Harbor Branch Specimen Collection
The Marine Biomedical & Biotechnology Research Program has an extensive collection of marine organisms to support its research. Many of these specimens were collected using the historic Johnson-Sea-Link I and II submersibles, which featured unique capabilities for collecting fragile specimens from the ocean floor and sites not accessible with trawls or dredges, such as deep fore reefs, vertical walls and boulder zones. The group also collects specimens by scuba, snorkeling and wading. The majority of samples comes primarily from around the Atlantic and Caribbean; others have come from the Galapagos, western Pacific, Mediterranean, Indo-Pacific, Western Africa and the Bering Sea.
The collection includes an extensive array of frozen invertebrates that are used for marine natural products drug discovery research. The wide diversity of marine habitats that have been sampled includes deep continental and island slopes, deep and shallow reefs, coral banks and walls, rhodolith banks, caves, grass beds, oyster and mussel beds, kelp forests, mangrove lagoons, inland salt lakes, shipwrecks, and pilings and jetties.
Two strategies have been used in collecting specimens for drug discovery research. The first is to maximize taxonomic diversity. In this process, an emphasis is placed on collecting specimens which are related, but different, from those which are known to have bioactive natural products. The second emphasis is to evaluate ecological factors such as consumer pressure, growth form (e.g., thin encrusting vs. massive), level of resource competition and presence or absence of biofouling, and relate this to expression of secondary metabolism. For instance, we have observed a higher percentage of cytotoxic active agents in thin encrusting sponges. One possible role for these compounds may be to allow for continued colonization of relatively large surface areas.

--

§ **What you will do**
• a. In the specimen collection text, which submersibles were used to gather many of the specimens?
• b. Continue the specimen collection text from its last sentence.

--

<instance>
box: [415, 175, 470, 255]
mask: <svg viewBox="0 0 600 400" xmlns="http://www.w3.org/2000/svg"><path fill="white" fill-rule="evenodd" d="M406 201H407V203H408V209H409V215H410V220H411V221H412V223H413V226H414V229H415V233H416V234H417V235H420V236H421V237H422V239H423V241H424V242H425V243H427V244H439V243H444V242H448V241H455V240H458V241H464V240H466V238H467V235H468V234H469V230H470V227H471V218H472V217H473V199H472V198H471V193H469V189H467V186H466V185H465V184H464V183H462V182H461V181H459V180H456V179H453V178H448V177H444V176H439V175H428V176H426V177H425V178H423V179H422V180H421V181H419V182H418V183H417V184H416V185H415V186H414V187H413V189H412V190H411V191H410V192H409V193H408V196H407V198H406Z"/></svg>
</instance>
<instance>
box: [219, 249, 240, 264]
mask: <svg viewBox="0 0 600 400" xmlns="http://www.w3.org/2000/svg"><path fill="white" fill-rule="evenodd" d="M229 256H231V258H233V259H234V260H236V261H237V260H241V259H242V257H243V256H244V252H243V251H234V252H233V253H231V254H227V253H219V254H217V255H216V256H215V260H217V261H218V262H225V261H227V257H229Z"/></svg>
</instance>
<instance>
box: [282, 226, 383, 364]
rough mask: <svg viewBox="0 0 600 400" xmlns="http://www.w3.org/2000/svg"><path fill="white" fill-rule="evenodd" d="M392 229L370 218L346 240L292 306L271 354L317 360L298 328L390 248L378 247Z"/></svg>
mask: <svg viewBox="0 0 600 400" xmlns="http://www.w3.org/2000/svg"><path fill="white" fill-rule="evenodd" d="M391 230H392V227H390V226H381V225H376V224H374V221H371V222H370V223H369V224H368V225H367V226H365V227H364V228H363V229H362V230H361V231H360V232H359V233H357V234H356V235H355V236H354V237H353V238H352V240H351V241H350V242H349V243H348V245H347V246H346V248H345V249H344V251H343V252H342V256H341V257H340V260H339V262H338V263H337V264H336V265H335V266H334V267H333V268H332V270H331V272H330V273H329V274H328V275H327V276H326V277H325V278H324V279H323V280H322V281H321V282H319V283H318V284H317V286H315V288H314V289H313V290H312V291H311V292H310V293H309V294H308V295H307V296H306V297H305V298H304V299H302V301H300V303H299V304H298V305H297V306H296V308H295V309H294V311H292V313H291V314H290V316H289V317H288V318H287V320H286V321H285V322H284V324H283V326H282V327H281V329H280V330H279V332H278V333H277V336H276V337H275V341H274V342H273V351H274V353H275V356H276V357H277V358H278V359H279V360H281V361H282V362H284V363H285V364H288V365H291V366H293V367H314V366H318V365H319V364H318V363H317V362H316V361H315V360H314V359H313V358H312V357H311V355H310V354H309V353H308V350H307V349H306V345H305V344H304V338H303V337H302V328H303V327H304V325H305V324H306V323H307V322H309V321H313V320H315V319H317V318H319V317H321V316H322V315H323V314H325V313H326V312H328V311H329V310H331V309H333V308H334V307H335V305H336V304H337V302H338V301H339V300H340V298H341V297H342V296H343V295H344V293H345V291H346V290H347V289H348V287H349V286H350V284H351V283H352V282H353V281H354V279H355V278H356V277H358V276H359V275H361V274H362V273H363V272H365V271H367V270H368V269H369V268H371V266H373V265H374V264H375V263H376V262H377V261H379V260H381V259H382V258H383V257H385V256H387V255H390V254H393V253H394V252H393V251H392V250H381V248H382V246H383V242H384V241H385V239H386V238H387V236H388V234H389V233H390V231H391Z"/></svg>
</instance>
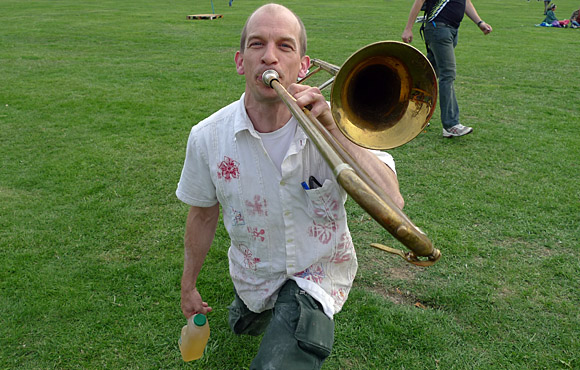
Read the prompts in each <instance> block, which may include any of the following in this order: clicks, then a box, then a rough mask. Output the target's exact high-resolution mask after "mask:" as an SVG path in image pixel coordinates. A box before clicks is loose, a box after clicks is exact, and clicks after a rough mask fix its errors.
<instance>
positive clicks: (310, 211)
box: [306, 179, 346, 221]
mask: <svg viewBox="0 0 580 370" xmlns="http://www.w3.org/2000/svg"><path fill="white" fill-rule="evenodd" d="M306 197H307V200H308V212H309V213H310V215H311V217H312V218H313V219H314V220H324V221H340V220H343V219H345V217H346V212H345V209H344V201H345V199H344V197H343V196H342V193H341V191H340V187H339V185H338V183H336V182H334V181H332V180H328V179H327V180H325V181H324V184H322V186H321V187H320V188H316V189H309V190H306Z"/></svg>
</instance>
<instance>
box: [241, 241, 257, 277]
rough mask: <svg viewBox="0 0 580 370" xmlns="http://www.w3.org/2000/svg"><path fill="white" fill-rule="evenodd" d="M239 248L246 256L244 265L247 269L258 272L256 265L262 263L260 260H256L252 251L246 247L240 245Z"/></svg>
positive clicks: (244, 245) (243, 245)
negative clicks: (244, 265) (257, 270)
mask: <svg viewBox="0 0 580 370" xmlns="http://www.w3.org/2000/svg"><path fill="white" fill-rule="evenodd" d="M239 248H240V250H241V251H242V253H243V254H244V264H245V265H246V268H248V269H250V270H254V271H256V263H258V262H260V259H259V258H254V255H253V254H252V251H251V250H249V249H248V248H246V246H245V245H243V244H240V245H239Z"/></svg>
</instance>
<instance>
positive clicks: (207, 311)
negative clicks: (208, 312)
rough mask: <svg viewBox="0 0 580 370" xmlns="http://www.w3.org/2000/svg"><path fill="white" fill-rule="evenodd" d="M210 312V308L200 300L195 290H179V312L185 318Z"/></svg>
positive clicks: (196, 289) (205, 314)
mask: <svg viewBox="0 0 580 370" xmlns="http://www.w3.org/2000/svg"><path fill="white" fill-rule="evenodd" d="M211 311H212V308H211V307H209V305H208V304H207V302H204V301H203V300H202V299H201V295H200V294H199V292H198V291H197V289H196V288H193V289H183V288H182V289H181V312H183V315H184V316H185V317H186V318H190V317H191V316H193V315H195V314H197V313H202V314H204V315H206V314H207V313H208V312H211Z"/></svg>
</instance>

--

§ **Responses by item number**
• a. The Johnson-Sea-Link I and II submersibles.

• b.
We have also observed a greater percentage of active compounds in invertebrate consortia (e.g., where two invertebrates grow in association). For example, the sponges Spongosorites sp. and Thrombus sp. are in almost all instances found in association with Vermetid molluscs and both possess potent bioactive compounds. Interestingly, we have also observed that organisms which are conspicuously colored and live in habitats with limited or no ambient light often possess interesting secondary metabolites (Dercitus sp. and Spongosorites sp.). Such organisms are also targeted for collection.
As a part of our drug discovery efforts, the microbiology group has developed a major culture collection of marine microbes (the Harbor Branch Marine Microbial Culture Collection, HBMMCC) derived in large part from deep-water sponges. The collection consists of more than 19,000 microorganisms, with 11,000 from depths greater than 45 meters.
A total of 2,290 heterotrophic bacterial isolates have been identified. This subset contains 233 different taxa from six major bacterial clades (Alpha-, Beta-, and Gamma-Proteobacteria), CFB (Cytophaga, Flavobacteria, and Bacteroides), Gram+ High GC Content, and Gram+ Low GC Content.
The HBMMCC also holds more than 1,600 fungal isolates. The majority (1,250) of these isolates was derived from marine invertebrates with the remainder isolated from environmental samples such as wood and water samples.
The development of this culture collection demonstrates the rich diversity of cultivable microorganisms that is present in the marine environment. Cultures are added to the collection at a rate of 250-500 per year.
The Harbor Branch Marine Microbial Database contains information on the subset of the collection that has been identified using molecular techniques.
Isolates are grown in liquid culture (fermentation) and extracted to provide material for the drug discovery program. Isolates are also tested for their activities in biotechnological applications.